Problem - Repeat every record exactly as given.

--- Data Enclosed Below ---

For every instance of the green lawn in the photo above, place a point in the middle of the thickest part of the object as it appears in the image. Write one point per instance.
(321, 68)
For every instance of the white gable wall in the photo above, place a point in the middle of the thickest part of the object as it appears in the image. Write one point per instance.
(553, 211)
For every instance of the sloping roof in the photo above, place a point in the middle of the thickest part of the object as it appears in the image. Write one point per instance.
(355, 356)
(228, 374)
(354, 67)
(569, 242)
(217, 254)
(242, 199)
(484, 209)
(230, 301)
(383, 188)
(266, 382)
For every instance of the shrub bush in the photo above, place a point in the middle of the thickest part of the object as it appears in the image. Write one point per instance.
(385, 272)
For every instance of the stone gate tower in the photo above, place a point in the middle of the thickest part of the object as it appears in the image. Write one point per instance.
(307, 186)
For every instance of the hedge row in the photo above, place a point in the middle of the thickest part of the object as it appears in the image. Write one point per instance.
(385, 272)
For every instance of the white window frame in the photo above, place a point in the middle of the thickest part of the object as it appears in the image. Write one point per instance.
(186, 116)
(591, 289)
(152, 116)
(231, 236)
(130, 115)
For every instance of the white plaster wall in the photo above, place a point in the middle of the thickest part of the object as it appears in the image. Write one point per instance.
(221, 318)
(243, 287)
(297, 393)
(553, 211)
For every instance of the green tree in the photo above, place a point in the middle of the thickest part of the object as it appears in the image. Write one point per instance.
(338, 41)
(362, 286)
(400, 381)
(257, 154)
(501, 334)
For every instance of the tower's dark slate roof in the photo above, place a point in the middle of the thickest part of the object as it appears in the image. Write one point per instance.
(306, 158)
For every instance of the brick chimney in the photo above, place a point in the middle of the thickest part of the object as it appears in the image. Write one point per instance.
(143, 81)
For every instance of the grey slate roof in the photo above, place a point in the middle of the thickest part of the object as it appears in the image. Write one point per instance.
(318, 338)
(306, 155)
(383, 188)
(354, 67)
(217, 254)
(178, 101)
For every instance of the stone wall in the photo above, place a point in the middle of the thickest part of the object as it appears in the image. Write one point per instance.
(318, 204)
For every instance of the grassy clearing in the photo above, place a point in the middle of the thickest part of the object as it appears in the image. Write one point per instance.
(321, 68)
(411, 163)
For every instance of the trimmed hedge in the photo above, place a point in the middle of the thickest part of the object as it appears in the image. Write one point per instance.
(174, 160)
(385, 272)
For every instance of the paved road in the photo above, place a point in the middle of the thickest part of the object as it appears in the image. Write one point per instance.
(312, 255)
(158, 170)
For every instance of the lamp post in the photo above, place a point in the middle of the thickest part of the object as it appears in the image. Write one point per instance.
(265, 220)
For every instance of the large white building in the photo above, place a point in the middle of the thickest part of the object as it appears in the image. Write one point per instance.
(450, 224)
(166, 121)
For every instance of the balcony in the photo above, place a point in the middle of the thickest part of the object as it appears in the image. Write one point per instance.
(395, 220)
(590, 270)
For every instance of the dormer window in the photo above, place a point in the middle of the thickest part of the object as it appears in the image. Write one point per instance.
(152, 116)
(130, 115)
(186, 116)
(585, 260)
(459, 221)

--- End of Enclosed Data ---

Problem solution -
For every instance of the green lawn in the photo above, place a point in the middle of the thickest part of the object as it appears in the image. Write one point per instance.
(321, 68)
For every instance of the white gable wall in the photo above, place a point in the middle of the thickest part of the object as it appears in the image. Write one point per instance.
(553, 211)
For every instance of the sloping roof in the photo above, place a point in the middle of the thickest part of the object as it appears in the image. Write one point per instance.
(355, 356)
(228, 374)
(354, 67)
(569, 242)
(217, 254)
(242, 199)
(484, 209)
(230, 301)
(383, 188)
(266, 382)
For every instance of the shrub bush in the photo above, place a point in the middle of the thickest part of the object as it appears in the image. Write one point per instance.
(385, 272)
For every instance of the stone gate tower in the photo above, place a point in the middle of the thickest part of the object as it appears in the image. Write one point per instance.
(307, 186)
For every instance of the hedge row in the photo above, place a point in the middle of the thickest part of the object as it appears in the image. Write one point per instance.
(385, 272)
For every instance of the white window frame in the photo above, place a point in the middle of the thickest part of the object as it appears in the image. Write one point per instance.
(186, 116)
(591, 289)
(152, 116)
(231, 236)
(130, 115)
For every instance of the white plaster wall in the photo above, place a point in the middle of the thickest part of the object as it appears in the image. Write one point per instance.
(221, 318)
(243, 287)
(297, 393)
(553, 211)
For every instance of the green tree in the photo above, place a point in the middle of the thickest part of the object as it appears in the image. Write one point per instance.
(338, 41)
(362, 286)
(400, 381)
(257, 154)
(501, 334)
For every instance of the tower's dark slate roof in the photo above, place a point in the middle of the thickest part of the object as it appears in the image. Write one point per instance.
(306, 158)
For every instance of the brick chimney in the photo above, place a point in the middle of the thickest part of the object as it appears in the image. Write one point per instance.
(143, 81)
For every instance of the grey slate roof in the photo above, place a point in the middle of the thickest part of the object as it appears in the image. Write one point per instance.
(318, 338)
(306, 155)
(383, 188)
(354, 67)
(217, 254)
(178, 101)
For every instance of the stone wall in the photo above, place a point in the middle of the thickest part of the object as it appears in the image. Write one point per instance.
(318, 204)
For every instance of the grassy clearing in the photo above, place a point in the middle of the thickest part of the object as it appears in the image. Write one point per instance.
(321, 68)
(411, 163)
For every instance of the trimmed hedge in the photo above, place a point in the middle of the thickest part of the object as it appears in the image. Write one point per instance.
(174, 160)
(385, 272)
For every instance of the paved road in the photo above, place a point in the middle of the thickest part of the object as it appears in the image. Write one point per instance.
(312, 255)
(158, 170)
For every instance of the lamp post in the photo above, place a point in the middle of the thickest part of the object as it appears in the image. Write one point per instance.
(265, 220)
For every instance of the large white building in the photo above, place a point in the middle of the thickest part of the object as it appears in the image. Write one point per instance.
(450, 224)
(166, 121)
For every instance of the balcony in the photo above, place a point in the middle of the thickest part of the object as it appears in the image. Write one point per instance.
(395, 220)
(590, 270)
For every instance of the dormer window in the photo above, place a point in the middle of the thickest part of the object as it appears in the image. Write one point per instance.
(152, 116)
(130, 115)
(186, 116)
(585, 260)
(459, 221)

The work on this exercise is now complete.